[Opening INPUT FOR THIS TASK section]

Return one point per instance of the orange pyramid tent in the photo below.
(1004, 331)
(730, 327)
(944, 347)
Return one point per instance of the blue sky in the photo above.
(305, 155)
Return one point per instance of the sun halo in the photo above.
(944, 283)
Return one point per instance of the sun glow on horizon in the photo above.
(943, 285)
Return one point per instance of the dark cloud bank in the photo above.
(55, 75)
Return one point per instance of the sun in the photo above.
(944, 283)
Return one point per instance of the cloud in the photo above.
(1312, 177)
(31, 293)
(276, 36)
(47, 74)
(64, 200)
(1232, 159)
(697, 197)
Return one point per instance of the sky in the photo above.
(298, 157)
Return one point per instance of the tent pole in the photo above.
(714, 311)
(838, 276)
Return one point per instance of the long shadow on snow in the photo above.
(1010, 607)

[Closing INPUT FOR THIS TASK section]

→ **PROMPT**: Each entry is to be written out exactly as it was given.

→ **COMPLETED EXERCISE**:
Return one point per instance of the orange pyramid tent in the photo below.
(1004, 331)
(730, 327)
(944, 347)
Return one point per instance of the blue sky in the photo above.
(305, 155)
Return one point per instance of the sun halo in the photo above.
(944, 283)
Return one point per instance of the sun glow on horizon in the photo above.
(943, 285)
Return one point per instance of the dark cloud bank in the photo above.
(55, 75)
Return one point per instance of the sun in the photo above.
(944, 283)
Return one point per instance of the cloud in the photo above.
(1312, 177)
(31, 293)
(276, 36)
(47, 74)
(64, 200)
(1232, 159)
(697, 197)
Return one point per instance of the sky in the photo above.
(298, 157)
Return one point per instance of the tent pole in the photo above.
(714, 311)
(838, 276)
Return one point per instance of the long shadow on snow in the photo above.
(1010, 607)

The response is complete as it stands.